### Texte à lire
Avant de prendre la direction de Prodition il y a près d’un an, vous dirigiez Haleon (ex GSK Santé). Vous bénéficiez par conséquent d’une riche expérience des secteurs des dispositifs médicaux grand public. Quels enseignements la filière auditive pourrait tirer de ces autres univers de la santé ?
Il existe des similitudes fortes. Comme les pharmaciens, les audioprothésistes ont un rôle dans l'accès aux soins de proximité. A fortiori, dans un contexte de pénurie de médecins, d’augmentation des déserts médicaux, de problématique de pyramide des âges des ORL, ils constituent de véritables relais de santé avec leurs milliers de points de vente partout en France. Avec leurs équipes, ils offrent une porte d’entrée, une sorte de « guichet » vers la santé auditive et sont capables de répondre aux premières interrogations concernant l’audition et d'orienter ensuite, si besoin, vers le corps médical. Le secteur hésite un peu aujourd’hui sur les rôles de l’audioprothésiste et de l’ORL dans le schéma de prescription et sur le sens dans lequel l'un et l'autre doivent être consultés. Je pense que le plus important est de faire entrer le patient dans le parcours de soins et d’exploiter au mieux l'écosystème, dès lors que les règles sont respectées, qu’il y a bien un audioprothésiste diplômé dans sa cabine et que l'ORL est bien le prescripteur.

### Votre tâche
Dans l'entretien sur les audioprothésistes, recopiez tel quel tout le passage qui va de « Avant de prendre » jusqu'à « de la santé ? » inclus.

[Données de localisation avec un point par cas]
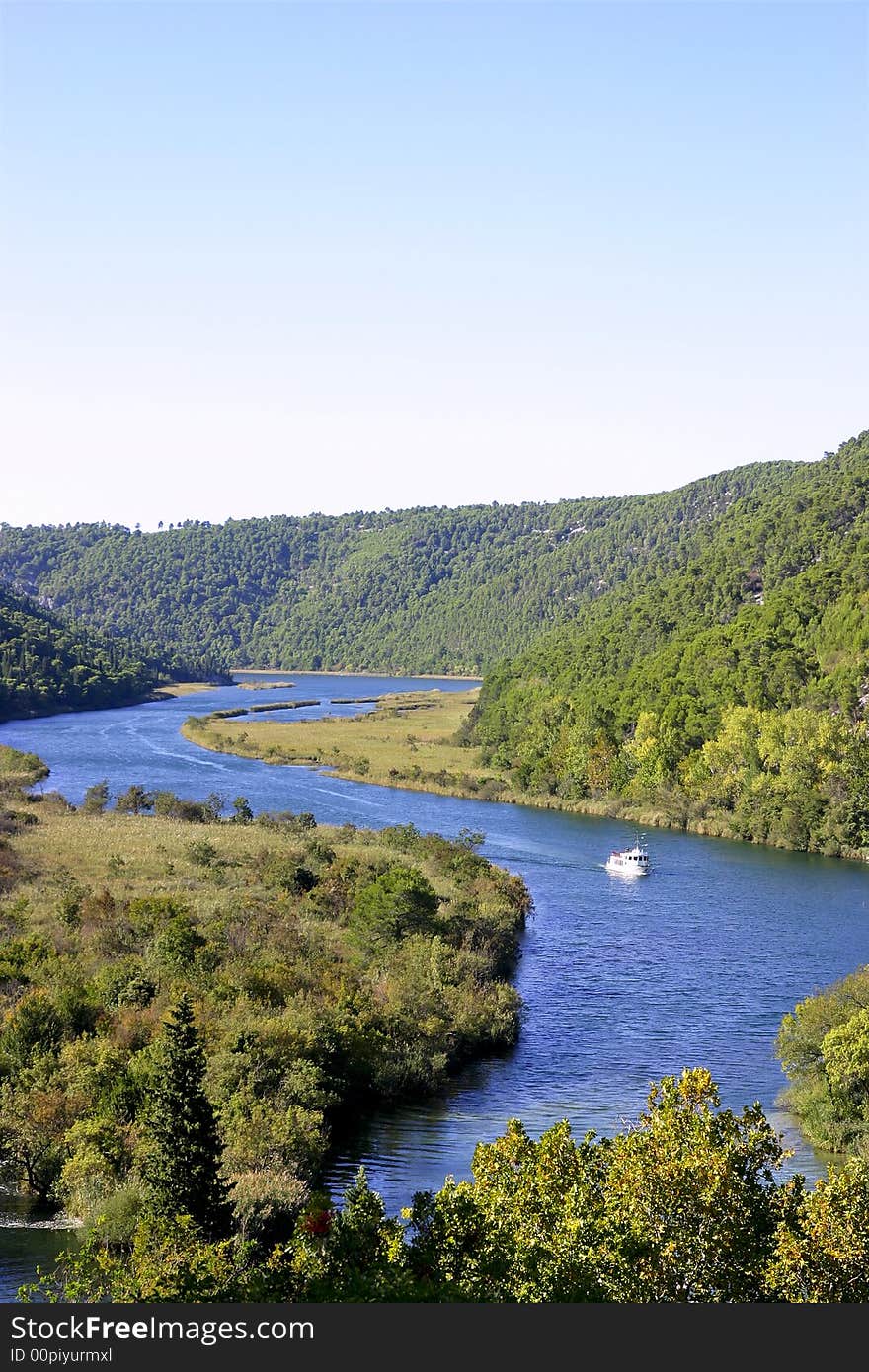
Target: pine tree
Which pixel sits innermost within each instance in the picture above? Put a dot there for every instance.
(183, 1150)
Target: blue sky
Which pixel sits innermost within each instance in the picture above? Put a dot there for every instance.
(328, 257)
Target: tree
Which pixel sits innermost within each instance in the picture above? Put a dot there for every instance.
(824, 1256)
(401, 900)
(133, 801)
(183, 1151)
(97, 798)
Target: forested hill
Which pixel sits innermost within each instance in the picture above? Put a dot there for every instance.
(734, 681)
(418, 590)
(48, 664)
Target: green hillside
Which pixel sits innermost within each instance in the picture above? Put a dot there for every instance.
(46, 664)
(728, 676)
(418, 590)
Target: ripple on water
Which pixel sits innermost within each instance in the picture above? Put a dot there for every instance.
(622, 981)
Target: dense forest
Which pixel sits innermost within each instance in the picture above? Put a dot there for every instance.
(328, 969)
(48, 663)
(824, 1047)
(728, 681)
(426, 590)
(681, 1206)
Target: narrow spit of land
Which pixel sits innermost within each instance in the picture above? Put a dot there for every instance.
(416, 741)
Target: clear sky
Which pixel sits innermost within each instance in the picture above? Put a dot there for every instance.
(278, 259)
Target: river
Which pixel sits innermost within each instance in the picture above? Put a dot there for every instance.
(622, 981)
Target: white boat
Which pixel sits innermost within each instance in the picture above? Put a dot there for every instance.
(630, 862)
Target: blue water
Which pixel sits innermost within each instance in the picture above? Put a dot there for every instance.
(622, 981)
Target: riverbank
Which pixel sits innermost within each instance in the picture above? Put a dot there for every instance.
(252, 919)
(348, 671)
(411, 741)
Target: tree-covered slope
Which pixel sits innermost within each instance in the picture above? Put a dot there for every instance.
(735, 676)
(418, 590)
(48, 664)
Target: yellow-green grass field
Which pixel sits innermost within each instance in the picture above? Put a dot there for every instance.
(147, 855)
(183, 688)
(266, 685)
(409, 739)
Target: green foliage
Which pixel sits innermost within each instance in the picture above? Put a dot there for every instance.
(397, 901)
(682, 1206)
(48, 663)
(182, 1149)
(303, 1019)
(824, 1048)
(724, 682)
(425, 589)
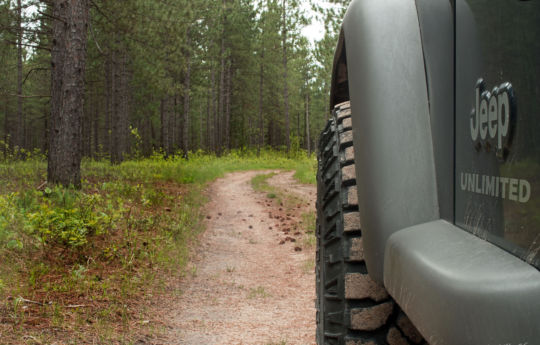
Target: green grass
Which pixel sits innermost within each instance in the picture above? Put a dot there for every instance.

### Résultat ci-dessous
Avant de prendre la direction de Prodition il y a près d’un an, vous dirigiez Haleon (ex GSK Santé). Vous bénéficiez par conséquent d’une riche expérience des secteurs des dispositifs médicaux grand public. Quels enseignements la filière auditive pourrait tirer de ces autres univers de la santé ?